## EXERCISE TASK
Exact copies are required of the lines from the line containing "Would you kindly indicate the adult elk's head" through the final line of the listing, both included, and of no other lines.

## RECORDS TO USE
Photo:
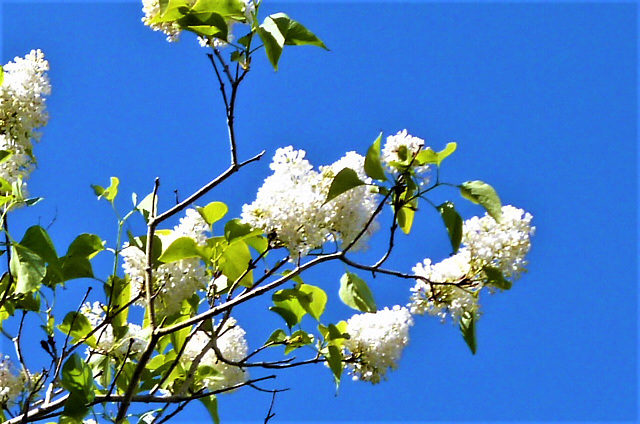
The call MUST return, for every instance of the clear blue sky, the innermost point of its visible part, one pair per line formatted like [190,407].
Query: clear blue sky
[542,100]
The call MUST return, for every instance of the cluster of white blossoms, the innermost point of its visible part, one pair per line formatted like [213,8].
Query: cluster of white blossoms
[151,9]
[501,245]
[377,340]
[399,148]
[233,347]
[133,342]
[11,384]
[177,280]
[22,112]
[291,204]
[485,242]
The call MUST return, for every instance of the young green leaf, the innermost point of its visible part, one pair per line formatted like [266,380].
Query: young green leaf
[317,300]
[213,212]
[482,193]
[27,268]
[372,162]
[108,193]
[468,329]
[272,39]
[453,222]
[355,293]
[344,181]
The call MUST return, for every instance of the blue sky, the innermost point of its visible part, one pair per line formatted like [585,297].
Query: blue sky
[542,100]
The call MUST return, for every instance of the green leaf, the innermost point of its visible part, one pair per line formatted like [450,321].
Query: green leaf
[78,326]
[234,262]
[294,33]
[482,193]
[344,181]
[334,358]
[27,267]
[211,403]
[77,377]
[429,156]
[453,222]
[108,193]
[277,336]
[468,329]
[272,39]
[290,300]
[495,278]
[181,248]
[85,246]
[355,293]
[236,229]
[38,241]
[373,163]
[289,317]
[213,212]
[317,300]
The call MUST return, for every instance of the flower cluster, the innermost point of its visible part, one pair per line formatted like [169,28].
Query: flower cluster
[176,281]
[291,204]
[452,285]
[232,345]
[10,384]
[402,147]
[22,112]
[151,9]
[377,340]
[132,343]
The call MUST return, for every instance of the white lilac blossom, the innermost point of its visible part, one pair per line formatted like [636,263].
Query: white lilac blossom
[11,384]
[151,9]
[444,299]
[233,347]
[177,280]
[22,113]
[485,242]
[377,340]
[291,204]
[399,148]
[132,342]
[502,245]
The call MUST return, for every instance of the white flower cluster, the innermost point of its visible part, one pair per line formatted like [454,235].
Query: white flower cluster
[176,281]
[291,204]
[485,242]
[232,345]
[502,245]
[11,384]
[401,147]
[377,340]
[151,9]
[106,341]
[22,112]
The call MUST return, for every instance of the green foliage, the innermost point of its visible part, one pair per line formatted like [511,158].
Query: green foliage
[373,163]
[27,268]
[213,212]
[278,30]
[453,222]
[482,193]
[108,193]
[355,293]
[429,156]
[344,181]
[78,327]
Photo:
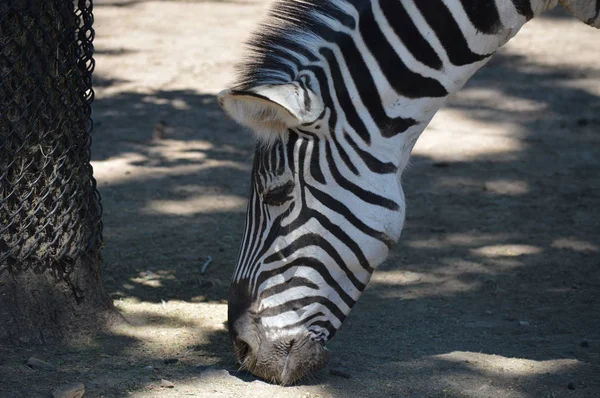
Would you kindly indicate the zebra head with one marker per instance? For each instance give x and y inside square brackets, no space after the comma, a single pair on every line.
[321,216]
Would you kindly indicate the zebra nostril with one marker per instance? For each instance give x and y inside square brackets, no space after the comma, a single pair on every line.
[242,350]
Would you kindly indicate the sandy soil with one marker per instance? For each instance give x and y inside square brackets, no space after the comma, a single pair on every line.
[493,291]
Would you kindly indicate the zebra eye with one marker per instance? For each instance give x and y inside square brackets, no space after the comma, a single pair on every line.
[278,195]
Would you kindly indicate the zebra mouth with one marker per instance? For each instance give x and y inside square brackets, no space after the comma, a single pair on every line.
[285,361]
[278,357]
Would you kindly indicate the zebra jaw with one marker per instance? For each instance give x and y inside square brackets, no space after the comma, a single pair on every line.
[278,358]
[270,110]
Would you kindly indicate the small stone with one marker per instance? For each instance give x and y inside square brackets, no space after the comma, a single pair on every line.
[73,390]
[340,373]
[437,229]
[35,363]
[164,383]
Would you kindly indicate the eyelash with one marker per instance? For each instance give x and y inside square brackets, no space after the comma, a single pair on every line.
[278,195]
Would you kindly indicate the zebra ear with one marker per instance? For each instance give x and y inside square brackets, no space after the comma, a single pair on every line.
[271,109]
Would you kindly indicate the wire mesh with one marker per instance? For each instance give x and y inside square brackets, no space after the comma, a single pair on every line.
[50,213]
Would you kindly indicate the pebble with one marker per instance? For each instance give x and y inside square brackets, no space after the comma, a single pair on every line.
[340,373]
[164,383]
[73,390]
[39,364]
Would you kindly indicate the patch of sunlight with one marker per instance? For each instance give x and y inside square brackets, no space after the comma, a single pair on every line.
[157,323]
[176,103]
[162,158]
[152,279]
[419,285]
[453,240]
[489,98]
[494,364]
[478,138]
[198,205]
[507,187]
[575,245]
[506,250]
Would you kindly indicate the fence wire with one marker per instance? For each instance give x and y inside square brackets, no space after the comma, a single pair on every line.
[50,213]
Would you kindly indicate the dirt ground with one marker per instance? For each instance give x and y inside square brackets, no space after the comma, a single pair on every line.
[494,290]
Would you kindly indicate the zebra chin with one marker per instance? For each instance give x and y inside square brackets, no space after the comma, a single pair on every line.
[282,358]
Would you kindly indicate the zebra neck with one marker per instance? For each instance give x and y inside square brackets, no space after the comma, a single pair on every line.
[457,40]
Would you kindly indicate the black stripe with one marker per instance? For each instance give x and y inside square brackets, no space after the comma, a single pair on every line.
[524,8]
[302,303]
[326,325]
[344,99]
[303,321]
[407,31]
[404,81]
[309,263]
[483,14]
[364,195]
[289,284]
[340,208]
[374,164]
[440,19]
[316,240]
[344,156]
[367,90]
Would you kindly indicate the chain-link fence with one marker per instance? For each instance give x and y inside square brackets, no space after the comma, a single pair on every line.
[50,212]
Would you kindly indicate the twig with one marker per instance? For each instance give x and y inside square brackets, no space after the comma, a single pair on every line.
[208,260]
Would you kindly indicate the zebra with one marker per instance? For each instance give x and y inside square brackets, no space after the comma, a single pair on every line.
[338,93]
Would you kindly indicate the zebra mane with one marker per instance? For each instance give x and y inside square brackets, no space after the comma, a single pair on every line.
[292,26]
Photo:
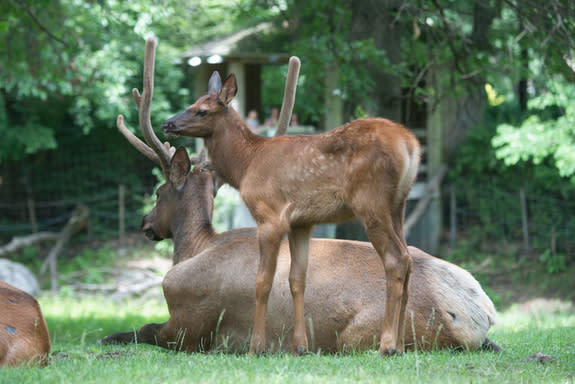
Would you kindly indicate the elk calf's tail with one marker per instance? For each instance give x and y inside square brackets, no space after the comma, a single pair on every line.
[411,153]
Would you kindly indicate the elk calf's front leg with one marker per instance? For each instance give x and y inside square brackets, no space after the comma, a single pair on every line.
[397,275]
[299,250]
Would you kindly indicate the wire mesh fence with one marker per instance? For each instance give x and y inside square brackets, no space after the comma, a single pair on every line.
[494,218]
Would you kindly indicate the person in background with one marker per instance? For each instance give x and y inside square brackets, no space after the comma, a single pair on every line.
[272,120]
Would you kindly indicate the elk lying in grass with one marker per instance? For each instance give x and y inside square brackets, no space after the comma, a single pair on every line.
[210,290]
[24,336]
[363,169]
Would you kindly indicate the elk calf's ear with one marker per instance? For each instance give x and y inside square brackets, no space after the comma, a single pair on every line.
[215,83]
[179,168]
[229,89]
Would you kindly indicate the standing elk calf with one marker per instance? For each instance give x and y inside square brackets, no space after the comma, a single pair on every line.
[24,335]
[210,290]
[363,169]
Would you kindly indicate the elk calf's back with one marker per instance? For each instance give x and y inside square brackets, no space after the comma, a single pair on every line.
[24,335]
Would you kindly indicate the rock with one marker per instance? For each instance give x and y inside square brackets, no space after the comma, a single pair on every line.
[540,358]
[20,276]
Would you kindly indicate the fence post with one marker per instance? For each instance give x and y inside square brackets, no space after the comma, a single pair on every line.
[452,216]
[121,215]
[524,222]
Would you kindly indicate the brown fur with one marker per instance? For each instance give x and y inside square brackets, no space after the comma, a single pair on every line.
[363,169]
[24,335]
[210,290]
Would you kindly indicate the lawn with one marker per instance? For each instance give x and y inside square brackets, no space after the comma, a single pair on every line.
[76,325]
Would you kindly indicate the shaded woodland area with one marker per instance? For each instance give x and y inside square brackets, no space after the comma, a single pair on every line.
[492,83]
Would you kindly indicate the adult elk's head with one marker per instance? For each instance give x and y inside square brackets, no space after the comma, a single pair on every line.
[185,201]
[170,206]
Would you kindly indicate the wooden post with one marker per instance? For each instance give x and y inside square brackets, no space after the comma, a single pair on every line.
[121,214]
[452,216]
[32,214]
[524,221]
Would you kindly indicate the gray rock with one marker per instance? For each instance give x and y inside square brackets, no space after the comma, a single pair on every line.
[20,276]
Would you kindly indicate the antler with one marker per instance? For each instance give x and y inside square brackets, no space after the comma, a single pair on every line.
[159,153]
[289,95]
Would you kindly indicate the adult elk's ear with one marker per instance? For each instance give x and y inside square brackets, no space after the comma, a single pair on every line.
[229,89]
[215,83]
[179,168]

## OUTPUT OF THE EXERCISE
Would you kindly indicate the adult elk's head with one marker per instance? For each instance give x and y inside square brackets, no space after the comma, a single pair on every line.
[185,201]
[170,206]
Would you kindly indicate the wooden post with one marker per instance? For each instance give x and y inside square brackets, no space after the comma, a single pair on every line.
[121,214]
[452,216]
[32,214]
[524,221]
Would you kindly indicate the gray rock with one marker per instance? For each instance give x and y inside square brackets, no space after the comma, a single pair on every line.
[20,276]
Would you kindly indicate the antler with one marker per instance? For each instance give x and y inside square brackets, no space after the comma, a single pair on every line.
[159,153]
[289,95]
Would you kindly indicate the adult elk's ear with one marker per instance? For each instance give x and y inside square brackets, no space after the comma, a single pair on every line.
[229,89]
[215,83]
[179,168]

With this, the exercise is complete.